Segment Start: MATERIAL PROVIDED

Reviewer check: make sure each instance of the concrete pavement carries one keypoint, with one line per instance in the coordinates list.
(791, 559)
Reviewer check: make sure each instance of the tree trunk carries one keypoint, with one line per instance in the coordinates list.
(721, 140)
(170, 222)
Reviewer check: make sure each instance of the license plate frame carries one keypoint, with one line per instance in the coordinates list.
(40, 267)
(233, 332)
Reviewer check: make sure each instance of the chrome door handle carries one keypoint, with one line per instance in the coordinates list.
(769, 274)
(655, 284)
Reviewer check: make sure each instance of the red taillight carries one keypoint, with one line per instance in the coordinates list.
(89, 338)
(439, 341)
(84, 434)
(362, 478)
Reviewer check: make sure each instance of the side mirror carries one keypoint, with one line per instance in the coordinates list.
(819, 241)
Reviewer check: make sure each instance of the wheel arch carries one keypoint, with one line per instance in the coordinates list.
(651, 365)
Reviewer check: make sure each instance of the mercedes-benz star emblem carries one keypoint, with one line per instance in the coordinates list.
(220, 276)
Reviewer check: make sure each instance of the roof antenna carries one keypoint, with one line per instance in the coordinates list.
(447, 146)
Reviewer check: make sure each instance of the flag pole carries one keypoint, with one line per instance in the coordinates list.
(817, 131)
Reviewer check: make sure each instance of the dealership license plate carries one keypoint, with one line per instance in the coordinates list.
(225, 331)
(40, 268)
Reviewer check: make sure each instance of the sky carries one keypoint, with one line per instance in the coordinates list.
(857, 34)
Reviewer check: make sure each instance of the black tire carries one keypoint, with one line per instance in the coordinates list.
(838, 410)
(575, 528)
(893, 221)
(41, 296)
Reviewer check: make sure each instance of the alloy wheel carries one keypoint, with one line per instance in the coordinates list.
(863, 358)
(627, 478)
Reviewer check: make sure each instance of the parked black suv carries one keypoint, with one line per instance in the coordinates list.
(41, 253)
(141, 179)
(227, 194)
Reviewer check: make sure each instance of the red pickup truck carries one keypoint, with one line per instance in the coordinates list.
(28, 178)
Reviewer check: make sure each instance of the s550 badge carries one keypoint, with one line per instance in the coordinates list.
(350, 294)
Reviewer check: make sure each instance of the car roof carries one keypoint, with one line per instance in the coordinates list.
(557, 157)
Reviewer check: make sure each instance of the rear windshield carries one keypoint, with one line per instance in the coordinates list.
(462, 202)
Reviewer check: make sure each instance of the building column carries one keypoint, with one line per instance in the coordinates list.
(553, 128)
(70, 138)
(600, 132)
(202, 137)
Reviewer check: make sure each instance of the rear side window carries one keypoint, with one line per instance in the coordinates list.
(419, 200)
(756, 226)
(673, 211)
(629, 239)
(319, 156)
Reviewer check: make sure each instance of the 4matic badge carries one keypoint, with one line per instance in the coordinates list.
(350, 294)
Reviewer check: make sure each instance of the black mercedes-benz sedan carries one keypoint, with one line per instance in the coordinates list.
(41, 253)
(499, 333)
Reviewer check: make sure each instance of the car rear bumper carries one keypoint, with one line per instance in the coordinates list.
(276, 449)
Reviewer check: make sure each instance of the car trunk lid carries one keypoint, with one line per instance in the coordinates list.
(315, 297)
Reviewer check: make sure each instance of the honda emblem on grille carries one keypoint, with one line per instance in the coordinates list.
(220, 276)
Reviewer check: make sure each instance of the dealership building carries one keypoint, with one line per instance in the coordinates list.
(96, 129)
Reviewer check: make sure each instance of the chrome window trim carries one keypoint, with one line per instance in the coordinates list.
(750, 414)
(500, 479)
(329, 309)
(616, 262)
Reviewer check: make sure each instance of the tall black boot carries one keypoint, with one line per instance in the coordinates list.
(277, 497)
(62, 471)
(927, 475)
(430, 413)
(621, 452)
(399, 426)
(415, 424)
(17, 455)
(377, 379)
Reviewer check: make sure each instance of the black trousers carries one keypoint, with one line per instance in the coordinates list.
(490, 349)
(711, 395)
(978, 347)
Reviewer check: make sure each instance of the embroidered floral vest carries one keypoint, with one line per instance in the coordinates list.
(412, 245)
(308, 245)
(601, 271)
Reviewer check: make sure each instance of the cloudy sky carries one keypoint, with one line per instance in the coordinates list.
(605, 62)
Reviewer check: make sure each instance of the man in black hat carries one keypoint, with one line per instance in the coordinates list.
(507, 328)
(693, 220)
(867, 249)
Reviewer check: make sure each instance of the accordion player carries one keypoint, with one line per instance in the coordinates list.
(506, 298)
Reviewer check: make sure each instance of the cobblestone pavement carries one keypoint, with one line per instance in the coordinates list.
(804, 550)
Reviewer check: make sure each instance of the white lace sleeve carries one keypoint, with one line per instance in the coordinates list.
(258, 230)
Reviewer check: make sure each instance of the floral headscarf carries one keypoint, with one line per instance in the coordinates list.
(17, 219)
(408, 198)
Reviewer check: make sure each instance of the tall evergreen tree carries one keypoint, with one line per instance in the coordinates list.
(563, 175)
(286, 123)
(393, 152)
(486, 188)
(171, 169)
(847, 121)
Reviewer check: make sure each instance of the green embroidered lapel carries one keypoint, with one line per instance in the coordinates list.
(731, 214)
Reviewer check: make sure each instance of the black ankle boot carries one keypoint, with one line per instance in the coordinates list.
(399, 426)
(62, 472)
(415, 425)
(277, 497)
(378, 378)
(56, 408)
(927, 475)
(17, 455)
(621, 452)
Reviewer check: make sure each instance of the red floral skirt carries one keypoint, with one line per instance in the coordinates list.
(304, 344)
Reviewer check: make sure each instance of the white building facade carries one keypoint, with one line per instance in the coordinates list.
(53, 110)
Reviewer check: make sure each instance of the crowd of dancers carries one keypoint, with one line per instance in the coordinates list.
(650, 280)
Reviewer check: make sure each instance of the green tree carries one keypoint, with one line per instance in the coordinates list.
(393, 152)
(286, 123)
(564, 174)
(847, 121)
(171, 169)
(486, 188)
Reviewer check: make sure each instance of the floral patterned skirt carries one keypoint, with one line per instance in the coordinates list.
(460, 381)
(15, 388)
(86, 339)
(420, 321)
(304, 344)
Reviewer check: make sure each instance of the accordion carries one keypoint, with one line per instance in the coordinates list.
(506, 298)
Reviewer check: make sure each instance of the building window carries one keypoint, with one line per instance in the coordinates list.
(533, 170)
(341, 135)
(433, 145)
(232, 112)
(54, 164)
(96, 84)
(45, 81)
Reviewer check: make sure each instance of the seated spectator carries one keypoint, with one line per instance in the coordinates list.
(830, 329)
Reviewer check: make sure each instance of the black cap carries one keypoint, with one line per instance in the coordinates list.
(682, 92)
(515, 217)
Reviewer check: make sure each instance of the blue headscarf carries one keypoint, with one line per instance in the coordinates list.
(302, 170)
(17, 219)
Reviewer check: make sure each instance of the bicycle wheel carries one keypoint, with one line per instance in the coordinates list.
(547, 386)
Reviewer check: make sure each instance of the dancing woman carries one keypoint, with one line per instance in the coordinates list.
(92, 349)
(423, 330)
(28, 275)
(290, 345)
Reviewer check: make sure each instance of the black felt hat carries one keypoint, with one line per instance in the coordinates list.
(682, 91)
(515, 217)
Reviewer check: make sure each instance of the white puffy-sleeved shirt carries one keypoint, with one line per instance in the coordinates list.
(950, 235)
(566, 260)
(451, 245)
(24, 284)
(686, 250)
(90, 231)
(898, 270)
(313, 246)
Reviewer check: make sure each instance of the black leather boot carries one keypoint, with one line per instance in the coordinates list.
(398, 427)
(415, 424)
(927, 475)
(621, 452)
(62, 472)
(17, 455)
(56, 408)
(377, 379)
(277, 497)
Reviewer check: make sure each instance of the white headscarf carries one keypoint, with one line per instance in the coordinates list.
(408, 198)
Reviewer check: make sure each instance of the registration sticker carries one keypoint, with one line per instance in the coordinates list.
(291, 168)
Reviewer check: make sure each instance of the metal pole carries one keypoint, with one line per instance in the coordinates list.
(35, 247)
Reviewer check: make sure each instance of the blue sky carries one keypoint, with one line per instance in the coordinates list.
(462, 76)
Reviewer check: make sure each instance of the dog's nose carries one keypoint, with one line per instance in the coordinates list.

Segment End: MATERIAL PROVIDED

* WHAT THE TASK ASKS *
Print the line with "Reviewer check: make sure each instance of the white headscarf" and every line after it in the entries above, exactly as written. Leave out all other lines.

* TASK RESPONSE *
Reviewer check: make sure each instance of the white headscarf carries one keypoint, with one line per instance in the coordinates list.
(408, 198)
Reviewer check: make sure each instance of the registration sticker carries one keypoint, with one line per instance in the coordinates list.
(291, 168)
Reviewer check: make sure each instance of the metal pole carries one keypoint, with one line per instance in the coordinates list.
(35, 247)
Reviewer check: make sure each instance of the blue sky carries one keypoint, with one line per instance in the coordinates list.
(462, 76)
Reviewer check: make sure each instance of the dog's nose carries one keypoint, with one line per instance in the coordinates list.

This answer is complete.